| Source extract |
== Segment start ==
S.H. said he was tested after feeling symptoms for two weeks but claimed that he didn’t get his results — which were negative — for a month. He then said he was given a second test after officials told him there was an issue with the first test. Those results were also negative and also took nearly a month to come back, according to S.H.

The outbreak at Farmville during the summer was fueled by the transfer of 74 ICE detainees from different facilities in Arizona and Florida. 

The detention center, privately owned by Richmond-based Immigration Centers of America, can house 700 people. The transfer, which led to a federal lawsuit claiming that Farmville didn’t follow protocol, increased the number of detainees at Farmville from 399 to 473. After confirming four cases, the facility began testing all of the transfers and 51 of the 74 transfers were positive.
== Segment end ==
| Dataset extract |
== Segment start ==
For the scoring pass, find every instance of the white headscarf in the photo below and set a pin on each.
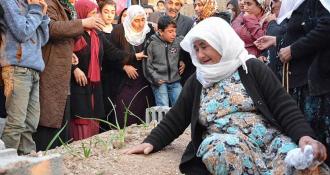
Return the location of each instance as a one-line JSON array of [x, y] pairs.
[[222, 37], [288, 6], [133, 37]]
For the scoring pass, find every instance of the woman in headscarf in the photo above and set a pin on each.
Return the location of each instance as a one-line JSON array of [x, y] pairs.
[[305, 49], [253, 24], [233, 7], [2, 96], [208, 8], [242, 120], [127, 91], [86, 85], [64, 27]]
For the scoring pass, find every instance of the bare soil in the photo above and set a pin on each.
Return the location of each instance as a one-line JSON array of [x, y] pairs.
[[105, 159]]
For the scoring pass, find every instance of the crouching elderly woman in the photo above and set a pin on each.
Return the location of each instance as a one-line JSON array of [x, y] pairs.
[[242, 120]]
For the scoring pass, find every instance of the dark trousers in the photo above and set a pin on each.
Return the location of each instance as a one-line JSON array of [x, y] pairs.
[[44, 135]]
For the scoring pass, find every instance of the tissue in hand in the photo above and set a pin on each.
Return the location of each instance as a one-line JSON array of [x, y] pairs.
[[300, 159]]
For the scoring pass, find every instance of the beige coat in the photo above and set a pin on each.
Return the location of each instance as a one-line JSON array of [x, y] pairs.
[[55, 80]]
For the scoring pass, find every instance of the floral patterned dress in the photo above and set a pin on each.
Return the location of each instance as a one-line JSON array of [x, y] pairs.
[[238, 139]]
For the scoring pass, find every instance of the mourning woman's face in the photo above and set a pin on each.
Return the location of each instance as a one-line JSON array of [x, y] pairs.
[[138, 23], [205, 53]]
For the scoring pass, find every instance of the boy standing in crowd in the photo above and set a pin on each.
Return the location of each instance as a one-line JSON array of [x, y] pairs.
[[161, 66], [27, 31]]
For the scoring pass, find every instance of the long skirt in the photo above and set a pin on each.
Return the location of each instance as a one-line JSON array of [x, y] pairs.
[[246, 144]]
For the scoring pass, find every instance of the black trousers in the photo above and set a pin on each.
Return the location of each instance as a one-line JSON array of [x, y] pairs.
[[44, 135]]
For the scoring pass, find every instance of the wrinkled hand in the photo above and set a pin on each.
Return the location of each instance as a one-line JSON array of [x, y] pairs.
[[74, 59], [80, 77], [265, 42], [131, 72], [44, 6], [93, 23], [249, 15], [33, 2], [143, 148], [160, 82], [182, 66], [285, 54], [263, 58], [140, 56], [271, 17], [319, 150]]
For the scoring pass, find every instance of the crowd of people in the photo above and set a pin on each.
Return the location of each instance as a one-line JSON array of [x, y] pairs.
[[252, 81]]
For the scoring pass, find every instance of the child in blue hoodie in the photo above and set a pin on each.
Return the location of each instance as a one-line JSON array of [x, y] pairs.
[[26, 32]]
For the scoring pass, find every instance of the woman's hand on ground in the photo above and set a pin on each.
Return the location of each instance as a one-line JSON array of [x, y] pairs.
[[182, 66], [319, 150], [131, 72], [74, 59], [44, 6], [160, 82], [285, 54], [80, 77], [265, 42], [143, 148], [140, 56]]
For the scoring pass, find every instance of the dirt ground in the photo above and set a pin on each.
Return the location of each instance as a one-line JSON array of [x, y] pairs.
[[104, 159]]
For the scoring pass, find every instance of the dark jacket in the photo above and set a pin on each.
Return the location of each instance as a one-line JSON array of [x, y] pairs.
[[163, 59], [117, 38], [308, 34], [57, 53], [275, 64], [269, 97], [81, 103], [183, 23]]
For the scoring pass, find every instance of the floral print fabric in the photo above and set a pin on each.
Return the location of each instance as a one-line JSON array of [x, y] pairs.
[[238, 140]]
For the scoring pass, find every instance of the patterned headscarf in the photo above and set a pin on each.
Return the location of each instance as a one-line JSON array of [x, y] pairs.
[[265, 5], [69, 8], [181, 2], [220, 35], [209, 8], [133, 37]]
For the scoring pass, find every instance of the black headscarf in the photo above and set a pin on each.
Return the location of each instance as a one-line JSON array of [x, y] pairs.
[[69, 8]]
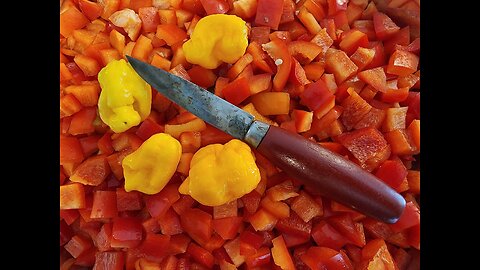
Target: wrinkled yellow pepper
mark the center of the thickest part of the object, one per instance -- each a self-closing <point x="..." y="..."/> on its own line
<point x="149" y="168"/>
<point x="125" y="99"/>
<point x="221" y="173"/>
<point x="215" y="39"/>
== Segment end ==
| Task brief |
Using the Farmville detention text, answer:
1. How long did S.H. say he had symptoms before he was tested?
2. From which states were the 74 ICE detainees transferred?
3. How many of the 74 transfers tested positive?
The material plays no role here.

| Solution to the exercise |
1. Two weeks.
2. Arizona and Florida.
3. 51.